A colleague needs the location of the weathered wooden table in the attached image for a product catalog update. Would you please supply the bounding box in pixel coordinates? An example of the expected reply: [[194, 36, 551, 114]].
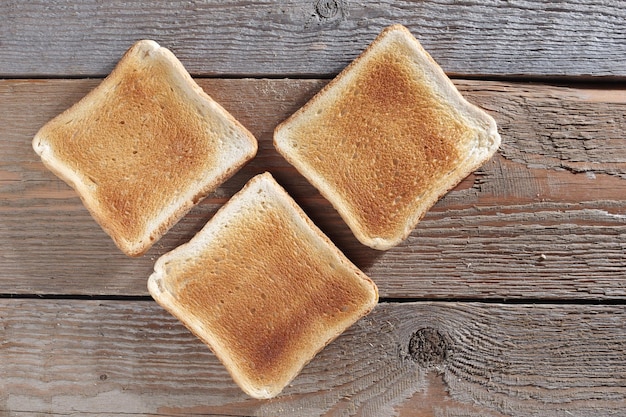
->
[[2, 1, 626, 416]]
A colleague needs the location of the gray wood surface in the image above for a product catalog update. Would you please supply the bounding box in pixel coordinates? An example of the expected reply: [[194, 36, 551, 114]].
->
[[2, 78, 625, 299], [2, 299, 625, 416], [2, 0, 626, 78], [2, 1, 626, 415]]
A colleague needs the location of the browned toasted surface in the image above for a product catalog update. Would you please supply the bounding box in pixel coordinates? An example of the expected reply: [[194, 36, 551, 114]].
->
[[45, 62, 214, 237], [281, 39, 469, 239], [33, 40, 257, 255], [274, 25, 499, 249], [150, 173, 378, 397], [174, 209, 372, 383]]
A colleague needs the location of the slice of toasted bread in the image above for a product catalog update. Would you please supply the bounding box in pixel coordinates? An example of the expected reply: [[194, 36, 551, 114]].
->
[[33, 40, 257, 256], [148, 172, 378, 399], [274, 24, 501, 250]]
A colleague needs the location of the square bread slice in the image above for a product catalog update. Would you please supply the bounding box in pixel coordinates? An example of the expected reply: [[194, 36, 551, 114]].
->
[[274, 24, 501, 250], [148, 172, 378, 399], [33, 40, 257, 256]]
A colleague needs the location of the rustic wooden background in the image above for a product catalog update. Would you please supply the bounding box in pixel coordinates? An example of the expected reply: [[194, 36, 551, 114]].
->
[[1, 1, 626, 416]]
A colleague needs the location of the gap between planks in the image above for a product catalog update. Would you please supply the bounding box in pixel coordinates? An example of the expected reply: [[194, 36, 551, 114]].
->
[[2, 293, 626, 307]]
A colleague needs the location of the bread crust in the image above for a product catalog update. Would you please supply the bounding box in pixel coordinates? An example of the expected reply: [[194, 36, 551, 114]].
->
[[148, 172, 378, 398], [274, 24, 501, 250], [33, 40, 257, 256]]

━━━━━━

§ PROMPT
Reply with only the number of lines in the entries that hold the word "wooden".

§ RESULT BELOW
2